## Aim of the exercise
Rewrite the records as a numbered list, from the first line through the line containing "949 543 L 979", leaving out blank lines and the pictures.
● ● ● ● ● ● ●
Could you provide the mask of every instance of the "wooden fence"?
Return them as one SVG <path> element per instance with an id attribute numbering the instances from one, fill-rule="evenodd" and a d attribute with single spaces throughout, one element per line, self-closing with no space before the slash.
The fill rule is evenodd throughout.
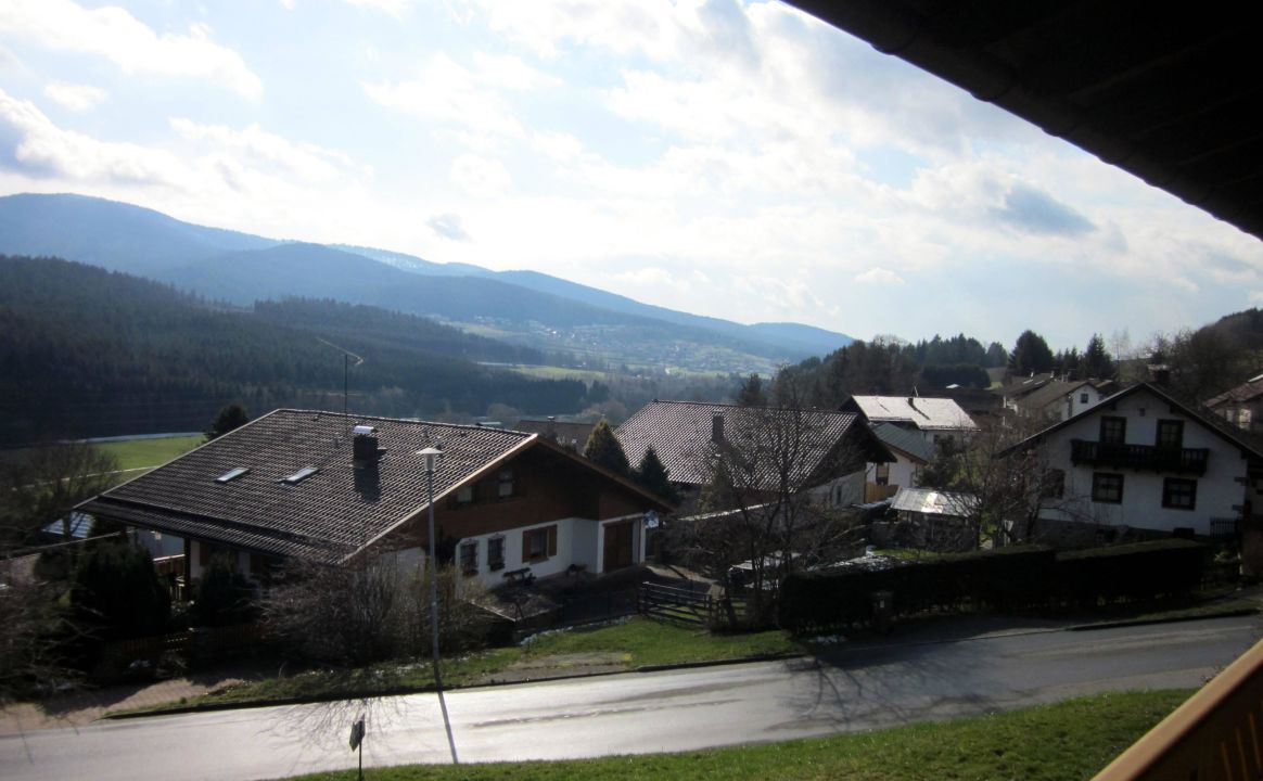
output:
<path id="1" fill-rule="evenodd" d="M 710 626 L 715 616 L 715 601 L 707 592 L 661 583 L 642 583 L 640 614 L 663 621 Z"/>

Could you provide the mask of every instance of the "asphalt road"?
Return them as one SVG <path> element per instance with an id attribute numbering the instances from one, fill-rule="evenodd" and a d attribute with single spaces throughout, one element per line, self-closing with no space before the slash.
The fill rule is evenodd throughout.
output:
<path id="1" fill-rule="evenodd" d="M 632 672 L 450 693 L 462 762 L 685 751 L 870 729 L 1110 689 L 1196 686 L 1259 637 L 1254 617 L 1094 632 L 839 646 L 827 660 Z M 447 762 L 433 695 L 107 722 L 0 738 L 0 777 L 277 778 Z"/>

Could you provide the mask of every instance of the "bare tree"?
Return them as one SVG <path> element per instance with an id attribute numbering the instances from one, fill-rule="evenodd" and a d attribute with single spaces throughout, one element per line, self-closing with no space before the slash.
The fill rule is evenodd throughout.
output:
<path id="1" fill-rule="evenodd" d="M 860 500 L 865 459 L 847 437 L 839 442 L 831 415 L 801 406 L 740 408 L 721 442 L 702 455 L 710 481 L 700 515 L 674 525 L 672 545 L 730 585 L 730 623 L 738 623 L 733 587 L 744 587 L 748 618 L 764 623 L 784 577 L 856 545 L 855 515 L 839 506 Z M 858 479 L 839 479 L 842 474 Z M 730 572 L 746 582 L 731 583 Z"/>
<path id="2" fill-rule="evenodd" d="M 949 543 L 979 548 L 985 540 L 1034 541 L 1045 510 L 1056 508 L 1067 519 L 1080 515 L 1080 497 L 1067 495 L 1065 473 L 1048 463 L 1045 448 L 1028 442 L 1038 425 L 1018 416 L 989 421 L 966 445 L 941 448 L 922 472 L 923 487 L 962 495 L 967 515 L 960 532 L 969 539 Z"/>

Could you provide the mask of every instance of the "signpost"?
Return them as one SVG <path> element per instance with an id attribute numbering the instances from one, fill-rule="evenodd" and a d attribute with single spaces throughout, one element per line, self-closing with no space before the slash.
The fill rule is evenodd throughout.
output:
<path id="1" fill-rule="evenodd" d="M 351 751 L 360 749 L 360 781 L 364 781 L 364 717 L 351 724 Z"/>

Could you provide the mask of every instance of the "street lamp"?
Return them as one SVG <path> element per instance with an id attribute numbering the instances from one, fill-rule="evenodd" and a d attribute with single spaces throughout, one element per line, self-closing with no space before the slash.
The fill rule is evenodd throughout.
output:
<path id="1" fill-rule="evenodd" d="M 429 483 L 429 626 L 433 632 L 431 646 L 434 651 L 434 690 L 438 693 L 438 708 L 443 712 L 443 728 L 447 729 L 447 746 L 452 749 L 452 765 L 460 765 L 456 758 L 456 739 L 452 738 L 452 722 L 447 718 L 447 700 L 443 699 L 443 676 L 438 671 L 438 556 L 434 553 L 434 466 L 443 452 L 434 447 L 417 450 L 426 459 L 426 479 Z"/>

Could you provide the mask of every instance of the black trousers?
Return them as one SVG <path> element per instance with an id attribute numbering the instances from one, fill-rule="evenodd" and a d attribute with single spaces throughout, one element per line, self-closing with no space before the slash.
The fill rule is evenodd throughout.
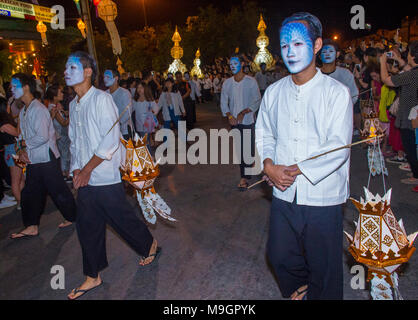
● ● ● ● ● ● ●
## Response below
1. Could you provide the mask of every instance of the "wooden fence"?
2. Return them as one SVG <path> element per instance with an id attribute numbering the instances from one, fill-rule="evenodd" and a d attribute with single spaces throughout, one element per line, self-closing with no space before the slash.
3. The fill rule is evenodd throughout.
4. output:
5. <path id="1" fill-rule="evenodd" d="M 710 626 L 715 616 L 715 601 L 707 592 L 661 583 L 642 583 L 640 614 L 663 621 Z"/>
6. Could you provide the mask of every instance of the "asphalt road"?
7. Return them as one SVG <path> element per instance with an id attribute numbering the instances from one, fill-rule="evenodd" and a d attribute with single spaces throughout, one element per line, self-closing with no space before the slash.
8. The fill rule is evenodd throughout.
9. output:
10. <path id="1" fill-rule="evenodd" d="M 632 672 L 450 693 L 462 762 L 685 751 L 870 729 L 1110 689 L 1196 686 L 1259 637 L 1254 617 L 1094 632 L 839 646 L 827 660 Z M 447 762 L 433 695 L 107 722 L 0 738 L 0 777 L 277 778 Z"/>
11. Could you provide the mask of every instance of the "bare tree"?
12. Return them as one SVG <path> element per instance with an id attribute numbering the instances from one, fill-rule="evenodd" and a d attribute with single spaces throughout, one element per line, self-closing with no space before the slash.
13. The fill rule is evenodd throughout.
14. output:
15. <path id="1" fill-rule="evenodd" d="M 860 500 L 865 459 L 847 437 L 839 442 L 831 415 L 801 406 L 740 408 L 721 442 L 702 455 L 710 481 L 700 515 L 674 525 L 672 545 L 730 585 L 730 623 L 738 623 L 733 587 L 744 587 L 748 618 L 764 623 L 784 577 L 856 545 L 855 515 L 839 506 Z M 858 479 L 839 479 L 842 474 Z M 730 572 L 746 582 L 731 583 Z"/>
16. <path id="2" fill-rule="evenodd" d="M 949 543 L 979 548 L 985 540 L 1034 541 L 1045 510 L 1056 508 L 1067 519 L 1080 515 L 1080 497 L 1067 495 L 1065 473 L 1048 463 L 1045 448 L 1028 442 L 1038 425 L 1018 416 L 989 421 L 966 445 L 941 448 L 922 472 L 923 487 L 962 495 L 967 515 L 960 532 L 969 539 Z"/>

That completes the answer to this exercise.